→ Source text
--------

It helps if you know that I’m a native New Yorker. And native from a pre-Giuliani time when NYC was shorthand for muggings and dog crap curbside. At this remove of some 27 years they can either be called The Good Ol’ Days or The Bad Ol’ Days probably largely dependent on how much of your stuff – bikes, TVs, wallets – you had stolen then and who did the stealing. If your stuff was stolen and you were DOING the stealing you figure it as a business expense. If your stuff was stolen and you weren’t part of the Kleptocracy, well, you were put out.

 

But a significant decade differentiator? There was no single appliance/apparatus as expensive as your present day laptop. No CB radio, 8-track tape player, not even VCRs, which were like $1,600 in 1978. And none of those things mentioned above even came remotely close to being as well-traveled as the average laptop.

--------

(Rows pointing to objects in photos)
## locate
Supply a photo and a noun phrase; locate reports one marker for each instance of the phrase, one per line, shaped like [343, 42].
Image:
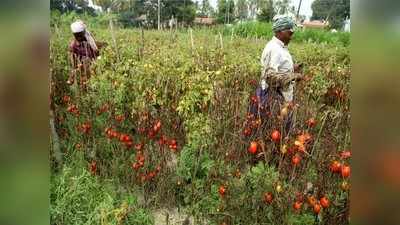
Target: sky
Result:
[305, 8]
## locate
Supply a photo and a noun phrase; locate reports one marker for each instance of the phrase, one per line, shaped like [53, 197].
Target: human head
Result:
[78, 28]
[284, 28]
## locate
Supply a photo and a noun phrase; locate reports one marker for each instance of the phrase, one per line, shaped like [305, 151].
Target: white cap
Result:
[78, 26]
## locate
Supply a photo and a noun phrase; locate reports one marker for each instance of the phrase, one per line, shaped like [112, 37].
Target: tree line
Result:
[133, 12]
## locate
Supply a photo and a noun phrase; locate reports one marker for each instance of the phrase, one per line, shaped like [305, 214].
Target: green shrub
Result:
[82, 199]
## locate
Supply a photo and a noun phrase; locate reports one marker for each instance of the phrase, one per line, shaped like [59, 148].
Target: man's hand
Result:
[101, 45]
[298, 68]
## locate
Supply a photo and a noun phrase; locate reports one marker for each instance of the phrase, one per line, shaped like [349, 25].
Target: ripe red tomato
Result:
[324, 201]
[157, 126]
[66, 99]
[311, 200]
[119, 118]
[139, 146]
[335, 167]
[247, 132]
[268, 197]
[297, 205]
[296, 160]
[253, 147]
[222, 190]
[345, 171]
[345, 154]
[311, 122]
[276, 136]
[317, 208]
[135, 166]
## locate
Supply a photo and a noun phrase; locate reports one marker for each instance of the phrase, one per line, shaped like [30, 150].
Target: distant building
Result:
[346, 27]
[204, 21]
[318, 24]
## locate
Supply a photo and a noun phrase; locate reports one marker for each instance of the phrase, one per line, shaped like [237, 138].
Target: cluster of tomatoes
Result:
[85, 127]
[313, 203]
[222, 191]
[73, 109]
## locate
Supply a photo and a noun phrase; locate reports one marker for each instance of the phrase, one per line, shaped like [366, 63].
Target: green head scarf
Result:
[283, 23]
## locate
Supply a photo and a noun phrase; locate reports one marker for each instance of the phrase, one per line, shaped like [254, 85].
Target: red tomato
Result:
[311, 200]
[297, 205]
[253, 147]
[296, 160]
[311, 122]
[222, 190]
[335, 167]
[66, 98]
[268, 197]
[345, 171]
[247, 132]
[157, 126]
[139, 146]
[345, 154]
[317, 208]
[324, 201]
[276, 136]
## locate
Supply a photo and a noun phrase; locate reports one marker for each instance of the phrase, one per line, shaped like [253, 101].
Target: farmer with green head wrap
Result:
[279, 73]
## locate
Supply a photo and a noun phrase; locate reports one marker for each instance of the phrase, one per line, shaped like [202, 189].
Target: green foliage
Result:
[264, 30]
[336, 11]
[267, 12]
[296, 219]
[79, 198]
[65, 6]
[200, 94]
[225, 12]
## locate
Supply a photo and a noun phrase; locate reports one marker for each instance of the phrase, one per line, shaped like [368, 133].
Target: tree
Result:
[225, 11]
[242, 9]
[64, 6]
[267, 11]
[335, 11]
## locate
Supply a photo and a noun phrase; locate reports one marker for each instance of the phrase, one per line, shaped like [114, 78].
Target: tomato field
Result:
[164, 124]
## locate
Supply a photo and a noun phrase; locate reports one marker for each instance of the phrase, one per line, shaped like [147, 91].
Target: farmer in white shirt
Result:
[279, 73]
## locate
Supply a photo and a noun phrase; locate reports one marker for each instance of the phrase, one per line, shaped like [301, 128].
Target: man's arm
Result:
[279, 79]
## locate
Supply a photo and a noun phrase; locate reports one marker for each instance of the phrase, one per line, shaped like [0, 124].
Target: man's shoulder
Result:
[73, 44]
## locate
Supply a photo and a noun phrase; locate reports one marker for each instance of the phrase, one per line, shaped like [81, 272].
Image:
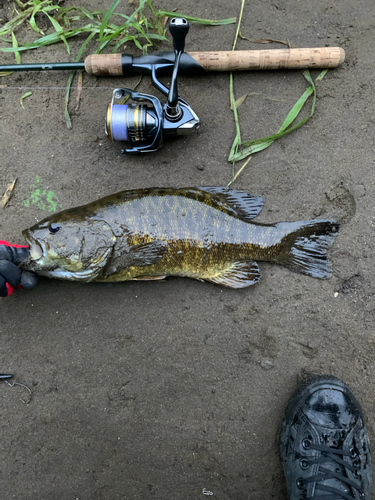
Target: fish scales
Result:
[203, 233]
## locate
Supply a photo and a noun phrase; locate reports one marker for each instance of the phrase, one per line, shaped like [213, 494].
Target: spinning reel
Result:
[145, 122]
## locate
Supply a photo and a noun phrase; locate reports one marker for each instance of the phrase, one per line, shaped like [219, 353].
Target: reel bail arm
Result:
[143, 125]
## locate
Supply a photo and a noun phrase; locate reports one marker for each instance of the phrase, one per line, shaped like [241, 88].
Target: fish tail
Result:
[307, 247]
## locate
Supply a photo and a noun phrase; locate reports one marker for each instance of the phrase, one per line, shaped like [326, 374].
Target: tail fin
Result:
[308, 244]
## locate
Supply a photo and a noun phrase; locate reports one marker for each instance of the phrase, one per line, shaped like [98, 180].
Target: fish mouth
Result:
[38, 249]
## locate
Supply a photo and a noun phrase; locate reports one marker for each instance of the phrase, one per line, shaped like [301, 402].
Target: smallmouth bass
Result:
[206, 233]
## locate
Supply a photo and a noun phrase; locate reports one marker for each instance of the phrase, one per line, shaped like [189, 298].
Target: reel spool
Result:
[144, 123]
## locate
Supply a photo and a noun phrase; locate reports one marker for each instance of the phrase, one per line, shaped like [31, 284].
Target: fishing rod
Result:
[146, 122]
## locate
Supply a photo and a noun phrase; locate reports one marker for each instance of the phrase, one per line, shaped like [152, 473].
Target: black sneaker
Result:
[324, 443]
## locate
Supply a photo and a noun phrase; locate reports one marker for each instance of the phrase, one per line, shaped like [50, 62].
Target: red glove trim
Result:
[7, 244]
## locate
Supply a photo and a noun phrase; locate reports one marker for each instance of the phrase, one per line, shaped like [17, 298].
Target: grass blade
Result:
[107, 16]
[15, 45]
[209, 22]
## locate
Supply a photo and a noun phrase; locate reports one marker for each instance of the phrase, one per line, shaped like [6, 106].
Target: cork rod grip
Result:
[238, 60]
[241, 60]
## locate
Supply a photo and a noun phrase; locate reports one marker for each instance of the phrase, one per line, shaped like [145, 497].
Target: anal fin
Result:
[149, 278]
[239, 275]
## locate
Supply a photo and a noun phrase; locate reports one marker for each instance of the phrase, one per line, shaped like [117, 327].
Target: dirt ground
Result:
[172, 390]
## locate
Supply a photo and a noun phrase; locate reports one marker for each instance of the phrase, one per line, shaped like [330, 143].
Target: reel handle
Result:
[179, 28]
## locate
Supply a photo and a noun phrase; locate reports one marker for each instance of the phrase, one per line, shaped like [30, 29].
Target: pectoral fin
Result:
[239, 275]
[146, 254]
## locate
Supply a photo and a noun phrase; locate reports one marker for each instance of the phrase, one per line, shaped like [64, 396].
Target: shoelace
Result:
[330, 454]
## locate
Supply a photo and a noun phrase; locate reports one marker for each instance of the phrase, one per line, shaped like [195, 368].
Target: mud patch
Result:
[342, 201]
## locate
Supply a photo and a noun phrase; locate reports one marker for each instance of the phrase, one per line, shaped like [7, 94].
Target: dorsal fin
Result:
[246, 206]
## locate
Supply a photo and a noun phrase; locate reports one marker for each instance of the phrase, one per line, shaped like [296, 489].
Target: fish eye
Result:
[54, 227]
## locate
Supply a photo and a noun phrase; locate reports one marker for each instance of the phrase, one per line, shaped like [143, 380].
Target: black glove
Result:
[11, 276]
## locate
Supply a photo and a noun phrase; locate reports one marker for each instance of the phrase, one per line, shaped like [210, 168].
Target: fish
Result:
[206, 233]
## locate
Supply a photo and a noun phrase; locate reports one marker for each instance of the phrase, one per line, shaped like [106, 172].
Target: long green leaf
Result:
[210, 22]
[15, 45]
[260, 144]
[107, 16]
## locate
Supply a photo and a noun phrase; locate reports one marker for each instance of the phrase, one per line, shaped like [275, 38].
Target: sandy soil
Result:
[146, 390]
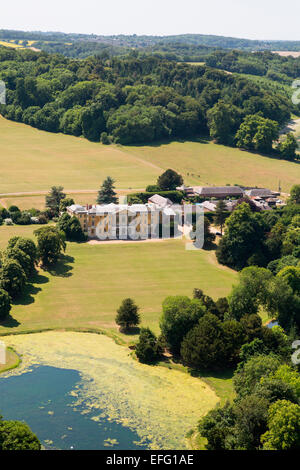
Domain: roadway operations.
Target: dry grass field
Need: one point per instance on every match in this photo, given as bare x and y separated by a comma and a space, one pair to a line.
32, 161
88, 285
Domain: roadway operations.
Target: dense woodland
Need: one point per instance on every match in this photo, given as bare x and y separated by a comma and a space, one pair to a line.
81, 45
134, 100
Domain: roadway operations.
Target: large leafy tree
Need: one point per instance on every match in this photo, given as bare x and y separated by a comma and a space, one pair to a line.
5, 305
243, 238
288, 147
223, 122
221, 214
53, 199
22, 258
27, 246
106, 194
147, 348
283, 427
128, 314
15, 435
257, 133
169, 180
203, 347
295, 194
71, 227
179, 315
246, 377
12, 277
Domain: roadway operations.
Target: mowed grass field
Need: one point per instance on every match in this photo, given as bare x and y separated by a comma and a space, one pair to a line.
88, 286
33, 160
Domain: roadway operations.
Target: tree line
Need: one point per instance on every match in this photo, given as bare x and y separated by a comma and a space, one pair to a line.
133, 100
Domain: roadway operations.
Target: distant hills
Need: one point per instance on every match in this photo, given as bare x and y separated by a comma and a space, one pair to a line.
186, 45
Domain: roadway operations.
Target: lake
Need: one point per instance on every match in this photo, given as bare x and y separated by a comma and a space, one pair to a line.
83, 390
42, 399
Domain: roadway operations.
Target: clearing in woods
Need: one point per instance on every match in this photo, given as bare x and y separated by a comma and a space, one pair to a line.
33, 161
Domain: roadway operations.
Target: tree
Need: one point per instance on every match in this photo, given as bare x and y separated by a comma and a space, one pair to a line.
283, 427
179, 315
295, 194
275, 389
216, 426
5, 305
203, 346
53, 199
127, 314
288, 147
221, 214
27, 246
169, 180
234, 336
71, 227
289, 376
92, 121
251, 414
246, 377
21, 257
209, 237
243, 237
104, 139
15, 435
64, 203
246, 297
106, 194
12, 277
223, 122
257, 133
291, 275
50, 244
147, 348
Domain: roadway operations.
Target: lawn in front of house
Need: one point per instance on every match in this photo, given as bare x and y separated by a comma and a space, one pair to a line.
89, 284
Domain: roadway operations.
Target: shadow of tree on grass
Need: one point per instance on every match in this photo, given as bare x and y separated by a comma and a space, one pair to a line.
10, 322
62, 268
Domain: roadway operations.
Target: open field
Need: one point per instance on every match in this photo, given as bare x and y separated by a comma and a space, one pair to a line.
12, 360
38, 201
211, 164
116, 387
10, 44
33, 160
88, 286
287, 53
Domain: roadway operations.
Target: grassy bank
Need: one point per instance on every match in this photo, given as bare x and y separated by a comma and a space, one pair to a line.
88, 285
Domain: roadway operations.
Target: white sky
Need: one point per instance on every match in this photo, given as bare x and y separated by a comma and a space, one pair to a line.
253, 19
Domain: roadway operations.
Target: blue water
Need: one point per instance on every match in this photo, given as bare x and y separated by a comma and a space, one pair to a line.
31, 396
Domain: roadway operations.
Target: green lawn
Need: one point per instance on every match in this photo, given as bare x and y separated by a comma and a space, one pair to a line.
89, 285
33, 160
12, 360
211, 164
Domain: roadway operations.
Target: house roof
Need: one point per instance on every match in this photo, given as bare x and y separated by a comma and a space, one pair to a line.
218, 190
259, 192
160, 200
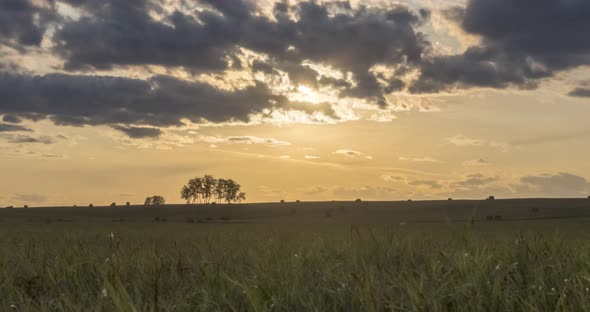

--------

→ Set problem 1
Summarize the essay on old New York in two sentences.
→ Set problem 2
Reproduce word for word the passage of the essay on old New York starting with "It helps if" and going on through "the average laptop.".
Nothing in the rows is needed for what comes next.

→ Correct answer 1
The writer is a native New Yorker from before the Giuliani era, when the city was known for muggings and dog waste at the curb, and whether that time counts as the good or bad old days probably depends on how much of your property was stolen and who stole it. A major difference of that decade was that no single device cost as much as a present-day laptop, and none of them traveled nearly as much as the average laptop does.

→ Correct answer 2
It helps if you know that I’m a native New Yorker. And native from a pre-Giuliani time when NYC was shorthand for muggings and dog crap curbside. At this remove of some 27 years they can either be called The Good Ol’ Days or The Bad Ol’ Days probably largely dependent on how much of your stuff – bikes, TVs, wallets – you had stolen then and who did the stealing. If your stuff was stolen and you were DOING the stealing you figure it as a business expense. If your stuff was stolen and you weren’t part of the Kleptocracy, well, you were put out.

 

But a significant decade differentiator? There was no single appliance/apparatus as expensive as your present day laptop. No CB radio, 8-track tape player, not even VCRs, which were like $1,600 in 1978. And none of those things mentioned above even came remotely close to being as well-traveled as the average laptop.